*SOURCE TEXT*
+-------+

I’ve been reflecting on Matthew 25: 31-40 during the quarantine — this is the story where the fallen ask Jesus, “When did we see you hungry?” and he replies that they ignored his presence in the least of their brethren. This new time of social distancing has made it difficult to see practically anyone — we don’t go out, we don’t gather as we used to — but I fear it has made it uniquely hard to see the poor. If this is true, it will influence our spirituality. In the words of Fr. Pedro Arrupe, “In the end, Jesus did not teach an ascending mysticism of closed eyes, but rather a God-mysticism with an increased readiness for perceiving, a mysticism of open eyes, which sees more and not less.” Each of us must examine our experience of quarantine and discern if we have been separated from the poor — and thus separated from Christ himself.
Make no mistake — it’s in the most troubling times in history that God chooses to reveal himself and raise up great saints to witness to his mercy! Now it’s up to each of us to ask:
- How will God reveal himself to me anew in the poor during this time?

+-------+

*DATA UNDER STUDY*

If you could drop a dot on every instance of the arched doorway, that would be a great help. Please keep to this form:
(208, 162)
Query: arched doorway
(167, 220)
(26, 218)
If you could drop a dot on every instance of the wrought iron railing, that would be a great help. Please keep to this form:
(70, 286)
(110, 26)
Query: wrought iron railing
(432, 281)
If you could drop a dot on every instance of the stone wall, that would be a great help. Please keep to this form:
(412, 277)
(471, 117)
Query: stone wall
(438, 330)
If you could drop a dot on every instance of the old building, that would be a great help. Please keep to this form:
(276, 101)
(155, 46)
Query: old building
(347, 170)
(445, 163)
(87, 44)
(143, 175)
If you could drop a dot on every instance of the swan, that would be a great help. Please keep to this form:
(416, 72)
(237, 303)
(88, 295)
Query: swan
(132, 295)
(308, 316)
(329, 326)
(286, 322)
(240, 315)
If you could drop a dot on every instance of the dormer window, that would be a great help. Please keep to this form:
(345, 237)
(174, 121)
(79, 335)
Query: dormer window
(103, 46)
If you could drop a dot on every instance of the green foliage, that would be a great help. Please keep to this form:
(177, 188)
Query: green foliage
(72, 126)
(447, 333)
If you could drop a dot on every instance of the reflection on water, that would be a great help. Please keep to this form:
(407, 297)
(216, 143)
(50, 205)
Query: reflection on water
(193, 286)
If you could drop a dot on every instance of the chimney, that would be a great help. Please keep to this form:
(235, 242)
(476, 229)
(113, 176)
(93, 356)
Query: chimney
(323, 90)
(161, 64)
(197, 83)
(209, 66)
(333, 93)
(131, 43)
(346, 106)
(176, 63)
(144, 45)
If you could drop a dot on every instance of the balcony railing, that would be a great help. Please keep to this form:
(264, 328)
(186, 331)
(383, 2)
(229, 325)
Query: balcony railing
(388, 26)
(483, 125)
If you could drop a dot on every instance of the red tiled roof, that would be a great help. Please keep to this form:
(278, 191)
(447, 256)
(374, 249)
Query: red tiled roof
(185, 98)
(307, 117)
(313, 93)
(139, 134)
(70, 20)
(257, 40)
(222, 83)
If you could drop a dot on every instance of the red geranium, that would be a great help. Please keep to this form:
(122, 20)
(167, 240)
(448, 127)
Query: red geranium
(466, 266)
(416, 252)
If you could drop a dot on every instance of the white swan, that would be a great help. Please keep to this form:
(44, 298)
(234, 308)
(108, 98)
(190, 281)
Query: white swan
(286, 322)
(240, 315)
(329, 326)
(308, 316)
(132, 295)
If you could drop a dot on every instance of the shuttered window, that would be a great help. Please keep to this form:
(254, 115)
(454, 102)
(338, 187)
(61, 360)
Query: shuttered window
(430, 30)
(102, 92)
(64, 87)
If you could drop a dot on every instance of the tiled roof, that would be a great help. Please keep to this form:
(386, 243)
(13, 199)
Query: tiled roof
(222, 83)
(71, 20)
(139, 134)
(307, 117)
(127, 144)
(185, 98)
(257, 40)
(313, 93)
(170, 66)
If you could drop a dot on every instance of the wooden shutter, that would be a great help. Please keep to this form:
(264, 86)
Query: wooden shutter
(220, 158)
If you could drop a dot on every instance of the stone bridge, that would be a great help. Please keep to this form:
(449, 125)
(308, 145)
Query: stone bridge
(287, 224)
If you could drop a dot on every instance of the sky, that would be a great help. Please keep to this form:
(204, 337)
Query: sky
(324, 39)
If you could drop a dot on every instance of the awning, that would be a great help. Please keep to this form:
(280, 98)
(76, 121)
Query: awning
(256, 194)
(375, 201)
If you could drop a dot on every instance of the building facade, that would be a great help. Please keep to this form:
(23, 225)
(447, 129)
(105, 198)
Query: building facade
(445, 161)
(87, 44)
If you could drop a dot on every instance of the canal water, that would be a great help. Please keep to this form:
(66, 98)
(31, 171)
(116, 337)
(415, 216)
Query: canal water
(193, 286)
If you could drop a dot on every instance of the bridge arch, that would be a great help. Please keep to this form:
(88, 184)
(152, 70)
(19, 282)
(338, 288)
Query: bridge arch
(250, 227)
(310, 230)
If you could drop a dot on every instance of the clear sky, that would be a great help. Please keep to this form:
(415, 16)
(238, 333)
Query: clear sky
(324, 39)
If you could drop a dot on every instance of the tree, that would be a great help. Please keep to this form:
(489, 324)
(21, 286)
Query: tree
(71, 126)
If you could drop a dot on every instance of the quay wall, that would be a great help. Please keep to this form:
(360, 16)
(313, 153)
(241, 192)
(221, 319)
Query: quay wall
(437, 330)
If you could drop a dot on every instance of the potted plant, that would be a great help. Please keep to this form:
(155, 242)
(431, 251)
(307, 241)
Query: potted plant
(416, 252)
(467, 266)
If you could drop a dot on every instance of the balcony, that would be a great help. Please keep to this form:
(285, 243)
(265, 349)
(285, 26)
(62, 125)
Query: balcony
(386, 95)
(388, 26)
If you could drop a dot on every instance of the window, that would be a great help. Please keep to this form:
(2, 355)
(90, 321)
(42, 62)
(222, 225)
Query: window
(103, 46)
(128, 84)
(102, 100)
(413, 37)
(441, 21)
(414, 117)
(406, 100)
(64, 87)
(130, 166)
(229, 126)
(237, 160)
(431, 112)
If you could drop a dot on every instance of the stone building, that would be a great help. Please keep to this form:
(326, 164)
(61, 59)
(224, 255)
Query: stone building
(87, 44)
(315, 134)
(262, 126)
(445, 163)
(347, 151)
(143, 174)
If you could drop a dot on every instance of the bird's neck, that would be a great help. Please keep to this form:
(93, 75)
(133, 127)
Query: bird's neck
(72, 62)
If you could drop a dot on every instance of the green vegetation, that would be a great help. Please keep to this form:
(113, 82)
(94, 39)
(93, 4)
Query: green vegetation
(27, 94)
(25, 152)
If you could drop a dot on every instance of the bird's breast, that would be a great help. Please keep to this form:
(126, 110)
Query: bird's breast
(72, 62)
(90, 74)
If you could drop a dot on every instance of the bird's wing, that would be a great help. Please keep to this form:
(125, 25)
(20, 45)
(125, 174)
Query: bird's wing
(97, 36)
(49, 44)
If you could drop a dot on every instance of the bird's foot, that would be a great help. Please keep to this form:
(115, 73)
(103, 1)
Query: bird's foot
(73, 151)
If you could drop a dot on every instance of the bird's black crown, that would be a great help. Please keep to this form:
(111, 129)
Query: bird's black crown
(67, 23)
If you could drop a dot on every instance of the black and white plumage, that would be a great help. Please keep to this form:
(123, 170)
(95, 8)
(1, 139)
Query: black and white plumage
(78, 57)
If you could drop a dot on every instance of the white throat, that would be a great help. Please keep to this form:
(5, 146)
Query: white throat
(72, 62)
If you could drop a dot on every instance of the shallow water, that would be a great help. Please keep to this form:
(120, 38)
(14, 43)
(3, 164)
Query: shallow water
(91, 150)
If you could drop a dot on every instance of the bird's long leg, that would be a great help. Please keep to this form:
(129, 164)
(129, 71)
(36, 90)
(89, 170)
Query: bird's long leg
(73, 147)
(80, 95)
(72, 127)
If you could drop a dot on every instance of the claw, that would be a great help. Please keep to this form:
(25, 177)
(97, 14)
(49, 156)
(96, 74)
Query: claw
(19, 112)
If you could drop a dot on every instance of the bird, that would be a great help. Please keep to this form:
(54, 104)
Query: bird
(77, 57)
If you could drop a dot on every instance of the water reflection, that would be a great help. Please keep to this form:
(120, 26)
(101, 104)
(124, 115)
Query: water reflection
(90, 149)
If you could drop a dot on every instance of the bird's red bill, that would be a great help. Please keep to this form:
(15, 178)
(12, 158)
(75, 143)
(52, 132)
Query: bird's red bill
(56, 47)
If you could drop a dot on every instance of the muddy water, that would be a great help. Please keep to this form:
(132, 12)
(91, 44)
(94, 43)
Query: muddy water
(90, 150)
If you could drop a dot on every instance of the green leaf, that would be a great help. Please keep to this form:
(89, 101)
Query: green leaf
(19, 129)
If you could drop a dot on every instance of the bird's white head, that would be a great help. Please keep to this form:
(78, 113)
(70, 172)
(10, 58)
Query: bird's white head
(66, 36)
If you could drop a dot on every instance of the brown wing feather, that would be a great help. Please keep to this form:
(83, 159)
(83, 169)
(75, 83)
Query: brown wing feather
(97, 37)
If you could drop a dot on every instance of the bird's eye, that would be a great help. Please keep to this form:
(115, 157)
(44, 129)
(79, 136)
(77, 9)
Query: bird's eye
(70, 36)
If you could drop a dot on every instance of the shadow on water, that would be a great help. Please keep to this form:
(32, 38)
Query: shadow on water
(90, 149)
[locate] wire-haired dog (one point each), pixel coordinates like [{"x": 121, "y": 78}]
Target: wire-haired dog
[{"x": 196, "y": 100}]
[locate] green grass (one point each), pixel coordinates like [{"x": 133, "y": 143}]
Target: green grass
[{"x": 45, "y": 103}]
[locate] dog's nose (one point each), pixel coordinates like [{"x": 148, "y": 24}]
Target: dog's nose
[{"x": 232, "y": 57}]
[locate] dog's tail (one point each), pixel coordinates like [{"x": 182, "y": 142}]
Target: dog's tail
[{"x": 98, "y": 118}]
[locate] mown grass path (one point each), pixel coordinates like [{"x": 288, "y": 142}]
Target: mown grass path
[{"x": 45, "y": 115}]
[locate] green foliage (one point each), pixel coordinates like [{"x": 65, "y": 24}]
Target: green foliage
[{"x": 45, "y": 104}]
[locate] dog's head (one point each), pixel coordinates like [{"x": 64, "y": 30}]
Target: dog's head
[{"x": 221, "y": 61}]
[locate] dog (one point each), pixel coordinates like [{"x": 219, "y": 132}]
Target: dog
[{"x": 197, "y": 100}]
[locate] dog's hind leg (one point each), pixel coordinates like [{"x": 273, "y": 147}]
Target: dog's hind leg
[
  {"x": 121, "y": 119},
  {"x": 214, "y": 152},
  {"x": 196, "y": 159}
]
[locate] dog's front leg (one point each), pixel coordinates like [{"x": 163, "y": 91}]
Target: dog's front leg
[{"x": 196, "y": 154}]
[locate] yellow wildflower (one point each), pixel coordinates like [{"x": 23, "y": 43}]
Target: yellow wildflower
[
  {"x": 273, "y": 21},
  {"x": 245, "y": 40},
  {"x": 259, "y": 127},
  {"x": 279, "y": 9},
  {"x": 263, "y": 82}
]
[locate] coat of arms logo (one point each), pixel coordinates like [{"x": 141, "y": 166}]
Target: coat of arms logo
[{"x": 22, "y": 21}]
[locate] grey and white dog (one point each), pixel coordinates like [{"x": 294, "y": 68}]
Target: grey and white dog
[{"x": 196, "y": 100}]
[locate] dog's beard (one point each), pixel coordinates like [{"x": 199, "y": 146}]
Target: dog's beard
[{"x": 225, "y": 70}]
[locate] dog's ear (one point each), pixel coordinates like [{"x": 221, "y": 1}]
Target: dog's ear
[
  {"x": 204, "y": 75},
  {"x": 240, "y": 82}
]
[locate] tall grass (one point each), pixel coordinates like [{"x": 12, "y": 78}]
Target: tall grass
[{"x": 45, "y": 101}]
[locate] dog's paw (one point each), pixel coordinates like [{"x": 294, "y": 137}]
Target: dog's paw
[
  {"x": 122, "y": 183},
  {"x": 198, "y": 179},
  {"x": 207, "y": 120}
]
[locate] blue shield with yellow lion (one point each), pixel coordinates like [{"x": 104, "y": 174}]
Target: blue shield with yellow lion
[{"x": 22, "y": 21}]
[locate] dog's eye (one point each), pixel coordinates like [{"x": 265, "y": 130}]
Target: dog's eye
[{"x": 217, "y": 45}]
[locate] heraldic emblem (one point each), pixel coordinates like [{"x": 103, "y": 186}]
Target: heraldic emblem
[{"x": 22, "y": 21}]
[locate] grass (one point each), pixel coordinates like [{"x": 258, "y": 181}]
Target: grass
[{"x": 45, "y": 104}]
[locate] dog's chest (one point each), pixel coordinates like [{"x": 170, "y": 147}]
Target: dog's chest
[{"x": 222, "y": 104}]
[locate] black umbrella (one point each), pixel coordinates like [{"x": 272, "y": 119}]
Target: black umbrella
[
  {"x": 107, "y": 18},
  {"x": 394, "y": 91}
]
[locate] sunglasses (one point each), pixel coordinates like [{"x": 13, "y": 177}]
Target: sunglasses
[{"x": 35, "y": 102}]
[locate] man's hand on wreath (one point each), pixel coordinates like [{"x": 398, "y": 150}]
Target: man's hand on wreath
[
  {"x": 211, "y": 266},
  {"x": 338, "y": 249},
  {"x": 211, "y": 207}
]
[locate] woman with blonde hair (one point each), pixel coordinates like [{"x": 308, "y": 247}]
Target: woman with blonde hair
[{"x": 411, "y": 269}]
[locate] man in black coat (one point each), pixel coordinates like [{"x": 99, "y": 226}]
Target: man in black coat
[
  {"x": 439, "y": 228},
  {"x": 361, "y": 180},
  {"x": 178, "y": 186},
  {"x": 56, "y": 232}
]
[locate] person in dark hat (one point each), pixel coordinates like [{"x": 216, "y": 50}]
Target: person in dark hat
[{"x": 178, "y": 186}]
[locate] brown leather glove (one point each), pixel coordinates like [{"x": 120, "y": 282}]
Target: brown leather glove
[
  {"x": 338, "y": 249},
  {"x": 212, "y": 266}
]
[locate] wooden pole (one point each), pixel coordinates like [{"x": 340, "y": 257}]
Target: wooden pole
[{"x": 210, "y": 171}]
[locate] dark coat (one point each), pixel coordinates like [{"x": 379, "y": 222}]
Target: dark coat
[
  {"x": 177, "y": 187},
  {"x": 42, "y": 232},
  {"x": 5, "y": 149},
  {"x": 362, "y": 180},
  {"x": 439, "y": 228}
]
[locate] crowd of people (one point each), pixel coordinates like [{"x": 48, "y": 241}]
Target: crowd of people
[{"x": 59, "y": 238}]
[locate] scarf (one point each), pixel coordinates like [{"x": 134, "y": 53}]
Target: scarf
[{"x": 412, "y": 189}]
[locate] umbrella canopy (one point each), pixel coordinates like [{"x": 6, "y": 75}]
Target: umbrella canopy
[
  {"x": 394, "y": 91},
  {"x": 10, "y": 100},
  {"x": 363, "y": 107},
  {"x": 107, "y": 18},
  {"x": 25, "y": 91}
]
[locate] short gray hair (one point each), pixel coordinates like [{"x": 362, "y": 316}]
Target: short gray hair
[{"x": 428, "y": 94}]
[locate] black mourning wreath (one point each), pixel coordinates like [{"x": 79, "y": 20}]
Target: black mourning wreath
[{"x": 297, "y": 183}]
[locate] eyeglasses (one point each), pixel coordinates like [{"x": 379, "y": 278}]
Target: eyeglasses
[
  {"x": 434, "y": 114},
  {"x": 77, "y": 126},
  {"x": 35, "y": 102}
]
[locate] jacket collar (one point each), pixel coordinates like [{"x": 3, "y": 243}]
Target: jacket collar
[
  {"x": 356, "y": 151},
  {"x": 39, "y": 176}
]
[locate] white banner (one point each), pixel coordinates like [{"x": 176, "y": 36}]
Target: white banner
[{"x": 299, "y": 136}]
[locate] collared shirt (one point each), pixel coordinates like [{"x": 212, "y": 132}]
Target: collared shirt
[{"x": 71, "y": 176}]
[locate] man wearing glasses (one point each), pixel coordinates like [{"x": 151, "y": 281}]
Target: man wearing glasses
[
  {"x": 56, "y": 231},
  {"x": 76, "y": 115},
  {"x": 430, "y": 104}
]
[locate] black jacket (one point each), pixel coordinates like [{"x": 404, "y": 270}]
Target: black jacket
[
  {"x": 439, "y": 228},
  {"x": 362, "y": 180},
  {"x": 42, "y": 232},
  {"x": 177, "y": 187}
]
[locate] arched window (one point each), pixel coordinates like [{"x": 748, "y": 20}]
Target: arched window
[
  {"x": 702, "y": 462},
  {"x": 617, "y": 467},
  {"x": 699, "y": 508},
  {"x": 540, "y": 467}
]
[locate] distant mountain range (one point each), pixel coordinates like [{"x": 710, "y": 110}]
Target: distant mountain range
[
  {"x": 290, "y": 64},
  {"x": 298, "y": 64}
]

+-------+

*REQUIRED WORK*
Rewrite the passage of the reflection on Matthew 25 starting at "I’ve been reflecting" and ending at "from Christ himself.", replacing "quarantine" with "lockdown".

*EXERCISE RESPONSE*
I’ve been reflecting on Matthew 25: 31-40 during the lockdown — this is the story where the fallen ask Jesus, “When did we see you hungry?” and he replies that they ignored his presence in the least of their brethren. This new time of social distancing has made it difficult to see practically anyone — we don’t go out, we don’t gather as we used to — but I fear it has made it uniquely hard to see the poor. If this is true, it will influence our spirituality. In the words of Fr. Pedro Arrupe, “In the end, Jesus did not teach an ascending mysticism of closed eyes, but rather a God-mysticism with an increased readiness for perceiving, a mysticism of open eyes, which sees more and not less.” Each of us must examine our experience of lockdown and discern if we have been separated from the poor — and thus separated from Christ himself.